Dataset items —
— start —

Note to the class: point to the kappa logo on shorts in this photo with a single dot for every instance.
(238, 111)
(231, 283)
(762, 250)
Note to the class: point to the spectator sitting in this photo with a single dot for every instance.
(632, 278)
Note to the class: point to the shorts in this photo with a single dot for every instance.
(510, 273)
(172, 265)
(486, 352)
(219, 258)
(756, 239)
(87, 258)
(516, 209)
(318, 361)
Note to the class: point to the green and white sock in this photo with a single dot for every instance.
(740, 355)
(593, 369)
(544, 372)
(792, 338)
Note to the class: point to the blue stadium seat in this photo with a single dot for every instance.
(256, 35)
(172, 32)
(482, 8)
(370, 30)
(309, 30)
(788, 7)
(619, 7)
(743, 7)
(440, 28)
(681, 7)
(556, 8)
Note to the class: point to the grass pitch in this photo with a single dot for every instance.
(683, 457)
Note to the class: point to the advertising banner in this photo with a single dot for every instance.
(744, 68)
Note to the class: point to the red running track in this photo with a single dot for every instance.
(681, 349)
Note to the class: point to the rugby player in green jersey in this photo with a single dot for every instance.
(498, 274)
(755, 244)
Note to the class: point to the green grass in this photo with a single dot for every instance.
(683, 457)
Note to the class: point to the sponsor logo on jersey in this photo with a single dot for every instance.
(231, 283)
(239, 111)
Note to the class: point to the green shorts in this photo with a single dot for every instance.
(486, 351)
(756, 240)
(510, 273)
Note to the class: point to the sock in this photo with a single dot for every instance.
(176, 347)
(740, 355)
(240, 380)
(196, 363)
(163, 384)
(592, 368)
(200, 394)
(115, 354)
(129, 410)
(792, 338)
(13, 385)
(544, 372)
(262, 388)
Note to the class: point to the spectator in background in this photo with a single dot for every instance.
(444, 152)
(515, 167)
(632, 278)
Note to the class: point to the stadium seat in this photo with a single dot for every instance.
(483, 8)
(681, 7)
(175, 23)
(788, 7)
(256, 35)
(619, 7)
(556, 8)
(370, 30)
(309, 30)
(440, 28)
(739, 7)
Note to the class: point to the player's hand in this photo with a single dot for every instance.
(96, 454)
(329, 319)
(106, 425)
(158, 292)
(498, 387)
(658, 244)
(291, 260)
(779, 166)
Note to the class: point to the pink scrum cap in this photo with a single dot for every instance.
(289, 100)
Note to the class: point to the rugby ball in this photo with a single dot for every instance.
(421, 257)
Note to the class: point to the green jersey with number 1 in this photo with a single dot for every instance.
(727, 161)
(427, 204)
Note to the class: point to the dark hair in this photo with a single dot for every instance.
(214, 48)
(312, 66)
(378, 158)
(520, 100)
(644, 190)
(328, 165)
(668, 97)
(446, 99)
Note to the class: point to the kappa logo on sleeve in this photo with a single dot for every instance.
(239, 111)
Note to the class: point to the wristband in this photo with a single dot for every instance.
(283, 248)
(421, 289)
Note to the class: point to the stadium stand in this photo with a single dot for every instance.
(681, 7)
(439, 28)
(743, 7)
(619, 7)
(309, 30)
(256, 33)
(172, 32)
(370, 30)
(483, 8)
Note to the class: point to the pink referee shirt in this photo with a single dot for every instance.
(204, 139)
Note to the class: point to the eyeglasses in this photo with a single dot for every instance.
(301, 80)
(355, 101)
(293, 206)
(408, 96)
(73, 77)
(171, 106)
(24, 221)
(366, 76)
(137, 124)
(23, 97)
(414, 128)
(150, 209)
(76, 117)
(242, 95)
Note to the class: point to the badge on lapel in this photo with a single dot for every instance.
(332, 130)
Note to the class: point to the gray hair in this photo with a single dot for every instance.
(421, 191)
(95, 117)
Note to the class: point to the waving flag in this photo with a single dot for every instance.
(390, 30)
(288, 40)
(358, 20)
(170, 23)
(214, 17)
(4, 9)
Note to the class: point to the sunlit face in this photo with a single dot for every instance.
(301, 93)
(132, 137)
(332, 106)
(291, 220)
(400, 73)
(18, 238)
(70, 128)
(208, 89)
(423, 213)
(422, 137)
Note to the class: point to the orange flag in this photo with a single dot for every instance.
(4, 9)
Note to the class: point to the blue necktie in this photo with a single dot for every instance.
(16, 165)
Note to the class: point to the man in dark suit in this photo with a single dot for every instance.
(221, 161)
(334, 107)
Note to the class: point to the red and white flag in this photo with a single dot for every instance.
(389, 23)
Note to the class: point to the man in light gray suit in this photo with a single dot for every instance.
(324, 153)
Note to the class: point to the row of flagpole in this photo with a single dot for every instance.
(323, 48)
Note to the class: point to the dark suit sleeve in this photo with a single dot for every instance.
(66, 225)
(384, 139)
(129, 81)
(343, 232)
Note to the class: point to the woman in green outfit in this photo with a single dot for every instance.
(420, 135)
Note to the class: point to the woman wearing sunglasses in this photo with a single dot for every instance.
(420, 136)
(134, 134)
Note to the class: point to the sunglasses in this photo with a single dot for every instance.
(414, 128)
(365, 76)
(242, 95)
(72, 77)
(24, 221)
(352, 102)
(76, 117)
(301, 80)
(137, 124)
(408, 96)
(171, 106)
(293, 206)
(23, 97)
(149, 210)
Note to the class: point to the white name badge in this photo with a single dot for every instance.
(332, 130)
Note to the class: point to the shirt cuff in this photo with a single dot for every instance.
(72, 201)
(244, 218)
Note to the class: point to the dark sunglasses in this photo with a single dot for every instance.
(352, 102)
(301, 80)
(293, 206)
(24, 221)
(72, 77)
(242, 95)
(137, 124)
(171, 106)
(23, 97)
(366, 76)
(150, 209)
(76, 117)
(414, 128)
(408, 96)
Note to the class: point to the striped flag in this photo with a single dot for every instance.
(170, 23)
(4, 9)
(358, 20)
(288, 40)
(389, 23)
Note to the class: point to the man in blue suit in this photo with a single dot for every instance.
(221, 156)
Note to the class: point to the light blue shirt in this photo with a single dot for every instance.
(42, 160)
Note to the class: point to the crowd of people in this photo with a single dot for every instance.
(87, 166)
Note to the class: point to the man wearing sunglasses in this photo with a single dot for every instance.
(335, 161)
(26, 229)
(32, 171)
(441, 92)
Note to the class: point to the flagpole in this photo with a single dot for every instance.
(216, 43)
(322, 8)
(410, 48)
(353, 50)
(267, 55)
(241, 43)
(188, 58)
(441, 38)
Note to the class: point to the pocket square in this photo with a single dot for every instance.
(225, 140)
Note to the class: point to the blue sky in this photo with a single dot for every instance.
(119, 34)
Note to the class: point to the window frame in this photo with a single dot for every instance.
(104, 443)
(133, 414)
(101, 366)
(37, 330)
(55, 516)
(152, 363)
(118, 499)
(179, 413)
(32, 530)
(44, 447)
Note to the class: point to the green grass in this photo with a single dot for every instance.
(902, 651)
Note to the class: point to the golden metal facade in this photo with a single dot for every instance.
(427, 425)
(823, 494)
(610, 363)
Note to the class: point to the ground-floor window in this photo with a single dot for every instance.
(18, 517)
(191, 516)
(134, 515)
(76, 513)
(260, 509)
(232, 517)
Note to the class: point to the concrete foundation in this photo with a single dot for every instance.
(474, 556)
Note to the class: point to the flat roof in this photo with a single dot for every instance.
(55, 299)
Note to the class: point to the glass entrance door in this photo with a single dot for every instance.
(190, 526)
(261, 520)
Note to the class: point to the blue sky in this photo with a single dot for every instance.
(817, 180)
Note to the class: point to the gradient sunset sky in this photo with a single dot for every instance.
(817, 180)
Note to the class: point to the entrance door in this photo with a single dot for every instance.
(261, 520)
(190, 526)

— end —

EXERCISE INSTRUCTIONS —
Retype the records in full. Keep every line identical to the original.

RESPONSE FOR THIS EXERCISE —
Note to the class: point to the kappa logo on shorts in this photo with a single dot for every instance.
(238, 111)
(231, 283)
(762, 250)
Note to the class: point to the spectator sitting in this photo with a single dot for every instance.
(632, 278)
Note to the class: point to the shorts in this photo with a single dot for every instance.
(510, 273)
(172, 265)
(486, 352)
(219, 258)
(756, 239)
(87, 258)
(516, 209)
(318, 361)
Note to the class: point to the green and white sock in this photo with a single dot for every instance.
(740, 355)
(593, 369)
(544, 372)
(792, 338)
Note to the class: point to the blue stadium seat in this photo with a single dot for every instance.
(256, 35)
(172, 32)
(482, 8)
(370, 30)
(309, 30)
(788, 7)
(619, 7)
(743, 7)
(440, 28)
(681, 7)
(556, 8)
Note to the class: point to the grass pitch in this photo with a single dot for every instance.
(683, 457)
Note to the class: point to the advertising banner in this photo with a single dot for every instance.
(744, 68)
Note to the class: point to the red running track in this photo with a single dot for every instance.
(681, 349)
Note to the class: point to the rugby player in green jersey in this photo with a single dot for every instance.
(498, 274)
(755, 244)
Note to the class: point to the green grass in this photo with a single dot for every instance.
(683, 457)
Note to the class: point to the sponsor logo on jersey in this photo with a single dot for every instance.
(231, 283)
(239, 111)
Note to the class: point to the green shorts in this photo with a single dot for every instance.
(486, 351)
(756, 240)
(510, 273)
Note to the class: point to the sock in this photo with a single dot for every instance.
(176, 347)
(740, 355)
(240, 380)
(196, 363)
(163, 384)
(592, 368)
(200, 394)
(115, 354)
(129, 410)
(792, 338)
(13, 385)
(544, 372)
(262, 388)
Note to the class: point to the spectator in background in this photo with a single dot for every instance.
(444, 152)
(515, 167)
(632, 278)
Note to the class: point to the stadium seat in this photo with a single dot for every instance.
(483, 8)
(681, 7)
(175, 23)
(788, 7)
(256, 35)
(619, 7)
(556, 8)
(370, 30)
(309, 30)
(440, 28)
(739, 7)
Note to the class: point to the player's hand in this photo with a single dot for every instance.
(96, 454)
(329, 319)
(106, 425)
(158, 292)
(498, 387)
(658, 244)
(291, 260)
(779, 166)
Note to the class: point to the pink scrum cap in this photo with a single dot for every instance.
(289, 100)
Note to the class: point to the rugby ball in this photo with a single dot for every instance.
(421, 257)
Note to the class: point to the green jersey with number 1 in this photo with a single dot for every instance.
(727, 161)
(427, 204)
Note to the class: point to the dark hair in this photo with a single dot for every instance.
(214, 48)
(312, 66)
(378, 158)
(520, 100)
(644, 190)
(328, 165)
(668, 97)
(446, 99)
Note to the class: point to the kappa logo on sleeve in this photo with a single dot for every instance.
(239, 111)
Note to the class: point to the wristband in this photo with a single dot for every instance.
(283, 248)
(421, 289)
Note to the class: point to the stadium stand in this photo with a single dot for every instance.
(681, 7)
(439, 28)
(743, 7)
(619, 7)
(309, 30)
(256, 33)
(172, 32)
(370, 30)
(483, 8)
Note to the class: point to the pink referee shirt in this photo with a single dot for every instance.
(204, 139)
Note to the class: point to the eyeglasses in this photo with a single dot for every instance.
(301, 80)
(355, 101)
(293, 206)
(408, 96)
(73, 77)
(171, 106)
(24, 221)
(366, 76)
(137, 124)
(23, 97)
(414, 128)
(150, 209)
(76, 117)
(242, 95)
Note to the class: point to the badge on lapel in this photo with a single dot for every instance.
(332, 130)
Note to the class: point to the gray hair in this photo with a single dot for every instance.
(421, 191)
(95, 117)
Note to the class: point to the waving flag in this photo with a single dot for every instance.
(390, 30)
(288, 40)
(358, 20)
(170, 23)
(214, 17)
(4, 9)
Note to the class: point to the sunlit face in this photo with a single dot for every instance.
(301, 93)
(132, 137)
(332, 106)
(291, 220)
(400, 73)
(18, 238)
(70, 128)
(208, 89)
(423, 213)
(422, 137)
Note to the class: point to the orange flag in this photo with a single dot for every instance.
(4, 9)
Note to the class: point to the blue necktie in this photo with a single dot for every instance.
(16, 165)
Note to the class: point to the man in dark suit in this photo with a single dot for every instance.
(221, 161)
(334, 107)
Note to the class: point to the red and white flag in this photo with a single dot for every instance.
(389, 23)
Note to the class: point to the man in light gray suit in this photo with a single dot for every instance.
(324, 153)
Note to the class: point to the row of flagpole in this photo with a single dot for every instance.
(323, 48)
Note to the class: point to the dark suit sleeve in this photo with a single dot for every instance.
(66, 225)
(384, 139)
(129, 81)
(343, 232)
Note to the class: point to the woman in green outfit in this photo with a single dot for every instance.
(420, 135)
Note to the class: point to the woman wearing sunglasses in this photo with a single dot for every instance.
(420, 136)
(134, 134)
Note to the class: point to the sunglasses in this photo with a single dot for every instance.
(414, 128)
(365, 76)
(242, 95)
(72, 77)
(24, 221)
(352, 102)
(76, 117)
(301, 80)
(137, 124)
(408, 96)
(171, 106)
(293, 206)
(23, 97)
(149, 210)
Note to the class: point to the white name badge in this photo with a single dot for every instance.
(332, 130)
Note to the class: point to the shirt cuff in this photo with a single dot for every instance.
(72, 201)
(244, 218)
Note to the class: point to the dark sunglasses in this photo with a single dot for every instance.
(352, 102)
(301, 80)
(293, 206)
(24, 221)
(72, 77)
(242, 95)
(137, 124)
(171, 106)
(23, 97)
(366, 76)
(150, 209)
(76, 117)
(414, 128)
(408, 96)
Note to the class: point to the striped flag in this photo with a single dot for every instance.
(170, 23)
(4, 9)
(358, 20)
(288, 40)
(389, 23)
Note to the class: point to the man in blue suit in this photo with a single dot for every instance.
(221, 156)
Note to the class: point to the light blue shirt in this photo with a single dot for every instance.
(42, 160)
Note to the class: point to the crowd of people in this photo with a single dot for every instance.
(87, 166)
Note to the class: point to the man wearing sunglasses in this photo with a single dot for every instance.
(335, 161)
(26, 229)
(32, 171)
(441, 92)
Note to the class: point to the flagpole in this photo with a single dot for every instance.
(216, 43)
(322, 8)
(410, 48)
(353, 50)
(267, 55)
(241, 43)
(188, 58)
(441, 38)
Note to the class: point to the pocket square in this photo with a single dot for every instance.
(225, 140)
Note to the class: point to the blue sky in this photo with a single dot for every instance.
(119, 34)
Note to the class: point to the window frame in this photo with a single dot for every instance.
(104, 443)
(133, 414)
(101, 366)
(37, 330)
(55, 516)
(152, 363)
(118, 499)
(179, 413)
(32, 530)
(44, 447)
Note to the class: point to the green grass in this photo with a single dot for every instance.
(902, 651)
Note to the class: point to the golden metal facade in this photo with a single dot for every instance.
(427, 425)
(823, 494)
(610, 363)
Note to the class: point to the ground-floor window in this photo with a single dot for every instance.
(18, 517)
(191, 516)
(134, 515)
(76, 513)
(260, 509)
(232, 517)
Note to the class: point to the concrete foundation in this photo with a single dot for every instance.
(474, 556)
Note to the class: point to the flat roof in this photo with a single dot for every instance.
(55, 299)
Note to the class: point to the glass entrance door in this photo with a single dot for every instance.
(190, 526)
(261, 520)
Note to the class: point to the blue sky in this photo with a single dot for every instance.
(817, 180)
Note to the class: point to the gradient sunset sky in this photo with a single dot for every instance.
(817, 180)
Note to the class: point to the entrance door in this photo with a single dot for every instance.
(261, 520)
(190, 526)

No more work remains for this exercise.